Problem statement: Copy the data below word for word, omitting the pictures.

Image boundary labeling items:
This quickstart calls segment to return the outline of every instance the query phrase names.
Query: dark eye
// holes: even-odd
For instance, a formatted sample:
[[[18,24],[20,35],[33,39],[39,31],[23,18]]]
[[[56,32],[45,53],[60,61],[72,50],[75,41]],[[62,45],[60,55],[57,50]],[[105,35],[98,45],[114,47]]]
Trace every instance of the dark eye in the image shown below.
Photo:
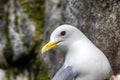
[[[62,32],[60,33],[61,36],[64,36],[65,34],[66,34],[65,31],[62,31]]]

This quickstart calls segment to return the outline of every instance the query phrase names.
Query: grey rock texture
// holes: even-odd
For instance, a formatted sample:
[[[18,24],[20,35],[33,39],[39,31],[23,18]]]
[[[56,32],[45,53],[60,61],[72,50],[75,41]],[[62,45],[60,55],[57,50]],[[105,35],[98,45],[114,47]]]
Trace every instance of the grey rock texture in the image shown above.
[[[44,27],[44,41],[49,41],[51,32],[61,24],[61,0],[46,0],[45,2],[45,27]],[[52,54],[51,54],[52,53]],[[61,54],[60,50],[52,50],[43,56],[45,63],[49,68],[49,76],[53,76],[54,73],[60,68],[64,59],[64,54]],[[58,65],[56,65],[58,64]]]
[[[75,25],[120,72],[120,1],[63,0],[64,23]]]
[[[56,11],[53,0],[46,4],[45,41],[54,27],[62,24],[71,24],[79,28],[98,48],[108,57],[114,73],[120,73],[120,1],[119,0],[62,0],[62,19],[55,22],[51,15]],[[48,0],[46,0],[48,3]],[[52,11],[52,12],[51,12]],[[56,17],[57,18],[57,17]],[[48,21],[47,21],[48,20]],[[54,25],[53,25],[54,21]],[[55,25],[59,23],[58,25]],[[46,40],[47,39],[47,40]],[[49,59],[51,76],[57,71],[64,58],[59,57],[61,52],[51,51],[46,54]],[[59,54],[60,53],[60,54]],[[62,60],[62,61],[61,61]],[[47,60],[48,61],[48,60]],[[54,66],[55,65],[55,66]],[[57,68],[56,68],[57,67]]]

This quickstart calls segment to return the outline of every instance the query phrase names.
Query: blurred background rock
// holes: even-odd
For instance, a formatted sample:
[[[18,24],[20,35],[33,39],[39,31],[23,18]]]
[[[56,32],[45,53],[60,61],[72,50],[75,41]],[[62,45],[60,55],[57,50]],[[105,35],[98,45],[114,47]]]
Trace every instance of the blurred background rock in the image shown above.
[[[0,0],[0,80],[50,80],[65,54],[40,49],[64,23],[79,28],[120,73],[119,0]]]
[[[44,0],[0,0],[0,80],[49,80],[40,57]]]

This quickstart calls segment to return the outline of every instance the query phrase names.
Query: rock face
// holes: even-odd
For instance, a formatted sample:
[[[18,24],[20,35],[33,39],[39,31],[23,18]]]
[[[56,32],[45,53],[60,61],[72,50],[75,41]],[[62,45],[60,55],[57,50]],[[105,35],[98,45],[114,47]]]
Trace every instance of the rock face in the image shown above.
[[[53,1],[53,0],[50,0]],[[48,1],[46,1],[48,3]],[[49,2],[49,4],[53,4]],[[46,7],[49,5],[46,5]],[[52,8],[51,8],[52,7]],[[51,6],[49,10],[54,9]],[[114,73],[120,73],[120,1],[119,0],[62,0],[62,22],[63,24],[71,24],[79,28],[98,48],[100,48],[108,57]],[[51,14],[46,20],[45,39],[48,40],[48,33],[53,31],[53,28],[58,25],[52,25],[54,21]],[[56,20],[55,20],[56,21]],[[58,23],[58,22],[57,22]],[[56,23],[56,24],[57,24]],[[47,38],[46,38],[47,37]],[[49,65],[54,66],[53,74],[57,71],[61,64],[60,57],[63,53],[49,52],[47,58]],[[52,55],[53,54],[53,55]],[[56,58],[57,57],[57,58]],[[56,66],[57,65],[57,66]],[[51,67],[49,66],[49,67]],[[57,67],[57,68],[56,68]],[[51,71],[51,70],[50,70]],[[53,75],[51,75],[53,76]]]
[[[44,0],[0,0],[0,80],[49,80],[38,50],[43,21]]]
[[[45,27],[44,27],[44,41],[49,41],[51,32],[61,23],[61,1],[60,0],[46,0],[45,2]],[[59,5],[59,6],[58,6]],[[52,54],[50,54],[52,53]],[[64,61],[64,54],[61,54],[59,50],[52,50],[48,54],[43,56],[44,61],[48,64],[49,76],[53,76],[54,73],[60,68]],[[57,64],[57,65],[56,65]]]

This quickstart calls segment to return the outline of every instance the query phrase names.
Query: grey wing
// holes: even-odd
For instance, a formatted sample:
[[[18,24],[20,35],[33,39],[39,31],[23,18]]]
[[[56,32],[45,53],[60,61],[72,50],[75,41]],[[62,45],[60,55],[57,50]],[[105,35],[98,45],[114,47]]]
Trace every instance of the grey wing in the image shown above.
[[[60,68],[52,80],[73,80],[75,74],[72,71],[72,67]]]

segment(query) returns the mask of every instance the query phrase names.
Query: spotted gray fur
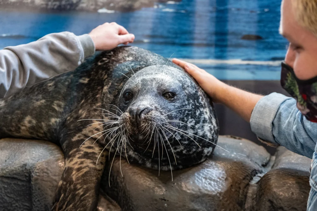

Task answer:
This quickstart calls segment to return the outline of every instance the query phrase names.
Query: dark eye
// holes: even-odd
For instance, a formatted sample:
[[[18,24],[20,35],[33,39],[39,31],[23,18]]]
[[[56,32],[45,53],[60,61],[72,50],[75,41]],[[62,45],[60,55],[57,50]],[[105,35],[98,45],[114,47]]]
Trace every instance of the dark eye in the image shown below.
Photo:
[[[62,32],[60,33],[61,36],[64,36],[65,34],[66,34],[65,31],[62,31]]]

This quickstart calls segment to return the outline of every instance the query phrase names.
Query: grey rock texture
// holes: even-odd
For instance, a formatted sample:
[[[18,24],[20,35],[33,39],[39,31],[23,18]]]
[[[56,32],[45,53],[60,61],[72,50],[75,41]],[[62,45],[60,55],[57,50]],[[105,35],[98,45],[114,47]]]
Trace every instance of the grey rock texture in the image shown above.
[[[44,27],[44,41],[49,41],[51,32],[61,24],[61,0],[46,0],[45,2],[45,27]],[[52,54],[51,54],[52,53]],[[61,54],[60,50],[52,50],[43,56],[45,63],[49,68],[49,76],[53,76],[54,73],[60,68],[64,59],[64,54]],[[58,65],[56,65],[58,64]]]
[[[75,25],[120,72],[120,1],[63,0],[64,23]]]
[[[56,11],[53,0],[46,4],[45,41],[54,27],[62,24],[71,24],[79,28],[98,48],[108,57],[114,73],[120,73],[120,1],[119,0],[62,0],[62,19],[55,22],[51,15]],[[48,0],[46,0],[48,3]],[[52,11],[52,12],[51,12]],[[56,17],[57,18],[57,17]],[[48,21],[47,21],[48,20]],[[54,25],[53,25],[54,21]],[[55,25],[59,23],[58,25]],[[46,40],[47,39],[47,40]],[[49,59],[51,76],[57,71],[64,58],[59,57],[61,52],[51,51],[46,54]],[[59,54],[60,53],[60,54]],[[62,60],[62,61],[61,61]],[[47,60],[48,61],[48,60]],[[54,66],[55,65],[55,66]],[[57,68],[56,68],[57,67]]]

This quickstart calls segment to return the outline of every instance the query phrase names.
Query: blurred background rock
// holes: even-odd
For instance, a formatted sample:
[[[18,24],[20,35],[33,39],[39,31],[23,18]]]
[[[56,32],[45,53],[60,61],[72,50],[75,41]],[[62,45],[60,55],[57,50]],[[105,35],[98,45],[114,47]]]
Trace every instance of the blurred background rock in the image shown above.
[[[0,0],[0,80],[50,80],[65,54],[40,49],[64,23],[79,28],[120,73],[119,0]]]
[[[44,0],[0,0],[0,80],[49,80],[40,57]]]

This quickstart calls segment to return the outline of every instance the query phrase names.
Query: rock face
// holes: even-odd
For instance, a formatted sample:
[[[18,24],[20,35],[33,39],[39,31],[23,18]]]
[[[56,32],[45,53],[60,61],[72,50],[75,41]],[[62,45],[60,55],[57,50]],[[105,35],[98,45],[114,47]]]
Trace every instance of the rock face in the image shown above.
[[[53,1],[53,0],[50,0]],[[48,1],[46,1],[48,3]],[[49,2],[49,4],[53,4]],[[46,7],[49,5],[46,5]],[[52,8],[51,8],[52,7]],[[51,6],[49,10],[54,9]],[[114,73],[120,73],[120,1],[119,0],[62,0],[62,22],[63,24],[71,24],[79,28],[98,48],[100,48],[108,57]],[[51,14],[46,20],[45,39],[48,40],[48,33],[53,31],[53,28],[58,25],[52,25],[54,21]],[[56,20],[55,20],[56,21]],[[58,23],[58,22],[57,22]],[[56,23],[56,24],[57,24]],[[47,38],[46,38],[47,37]],[[49,65],[54,66],[53,74],[57,71],[61,64],[60,57],[63,53],[49,52],[47,58]],[[52,55],[53,54],[53,55]],[[56,58],[57,57],[57,58]],[[56,66],[57,65],[57,66]],[[51,67],[49,66],[49,67]],[[57,67],[57,68],[56,68]],[[51,71],[51,70],[50,70]],[[53,75],[51,75],[53,76]]]
[[[44,0],[0,0],[0,80],[49,80],[38,50],[43,21]]]
[[[45,27],[44,27],[44,41],[49,41],[51,32],[61,23],[61,1],[60,0],[46,0],[45,2]],[[59,5],[59,6],[58,6]],[[52,54],[50,54],[52,53]],[[64,61],[64,54],[61,54],[59,50],[52,50],[48,54],[43,56],[44,61],[48,64],[49,76],[53,76],[54,73],[60,68]],[[57,64],[57,65],[56,65]]]

This quickstart calls segment to return the outline of every instance the query phrase names.
Query: grey wing
// holes: even-odd
For instance, a formatted sample:
[[[18,24],[20,35],[33,39],[39,31],[23,18]]]
[[[56,32],[45,53],[60,61],[72,50],[75,41]],[[62,45],[60,55],[57,50]],[[105,35],[98,45],[114,47]]]
Trace every instance of the grey wing in the image shown above.
[[[60,68],[52,80],[73,80],[75,74],[72,71],[72,67]]]

segment(query) returns the mask of every instance the query phrase names.
Query: spotted gray fur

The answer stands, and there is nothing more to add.